Given text.
'''

When multiprocessing was used all tests (except GenFormsimple, discussed below) showed a clear downward trend in execution times (down to ~ 200–500%), and optimum conditions were generally reached when the number of parallel processes equaled the number of physical cores (six, see Fig. 5a). When algorithms are fully parallelized, execution times are expected to follow an inverse relationship with the number of parallel process (i.e. 1/n) and this was observed most closely with msConvert, whereas execution times for other tools show a less steep reduction. Furthermore, utilizing multiple threads per core (i.e. hyperthreading) did not reduce execution times further and even slowed down in some cases (e.g. MetFragcomplex). These deviations in scalability were not investigated in detail. Since they were more noticeable under complex conditions, it is expected that this may be caused by (a) more involved post-processing results after each execution, which is currently not parallelized, and (b) increased memory usage, which may raise the overhead of context switches performed by the operating system. Nevertheless, the experiments performed here clearly show that the multiprocessing functionality of patRoon can significantly reduce execution times of various steps in an NTA workflow.

'''

Written request 1. Decide whether each statement agrees with the passage on multiprocessing in patRoon, answering yes or no and quoting the words of the passage that decide it: (a) optimum conditions were generally reached when the number of parallel processes matched the number of physical cores; (b) hyperthreading brought execution times down further; (c) the deviations in scalability were investigated in detail.
Written request 2. Write what comes next in the passage on multiprocessing in patRoon, picking up right after its final sentence.
The listing that comes after this passage isn't needed for anything here.

Collected material.
'''

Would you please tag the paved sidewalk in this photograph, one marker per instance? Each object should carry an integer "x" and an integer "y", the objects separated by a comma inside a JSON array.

'''

Written response 1.
(a) Yes: "optimum conditions were generally reached when the number of parallel processes equaled the number of physical cores"
(b) No: "utilizing multiple threads per core (i.e. hyperthreading) did not reduce execution times further"
(c) No: "These deviations in scalability were not investigated in detail."

Written response 2.
An exception, however, was the test performed with GenFormsimple, which exhibited no significant change in execution times with multiprocessing (Fig. 5a). Due to the particularly small mean run times (0.2 s) of this test, it was hypothesized that the overhead of instantiating a new process from R (inherently not parallelized) dominated the overall run times. To mitigate this, a ‘batch mode’ was implemented, where such process initiation occurs from a command shell sub-process instead. Here, multiple commands are executed by the sub-process in series, and the desired degree of parallelization is then achieved by launching several of these sub-processes and evenly dividing commands amongst them. The maximum size of each series (or “batch size”) is configurable, and represents a balance between reduction of process initiation overhead and potential loss of effectively load balancing of, for instance, commands with highly deviating execution times. Next, various batch sizes were tested for GenForm, both with and without multiprocessing parallelization (Additional file 2: Figure S4). For GenFormsimple, execution times clearly decreased with increasing batch sizes, however, no further reduction was observed with parallelism. In contrast, serial execution of GenFormcomplex was not affected by varying batch size, whereas added parallelism reduced execution times for small batch sizes (≤ 8), but significantly increased such times for larger sizes. The results demonstrate that the typical short lived GenForm executions clearly benefit from batch mode. In addition, it is expected that by further increasing the batch size for GenFormsimple, overall lifetimes of batch sub-processes may increase sufficiently to allow better utilization of parallelization. However, since GenFormcomplex results for larger batch sizes clearly show possible performance degradation for more complex calculations (e.g. due to suboptimal load balancing), eight was considered as a ‘safe’ default which improves overall performance for both simple and complex calculation scenarios (Fig. 5b).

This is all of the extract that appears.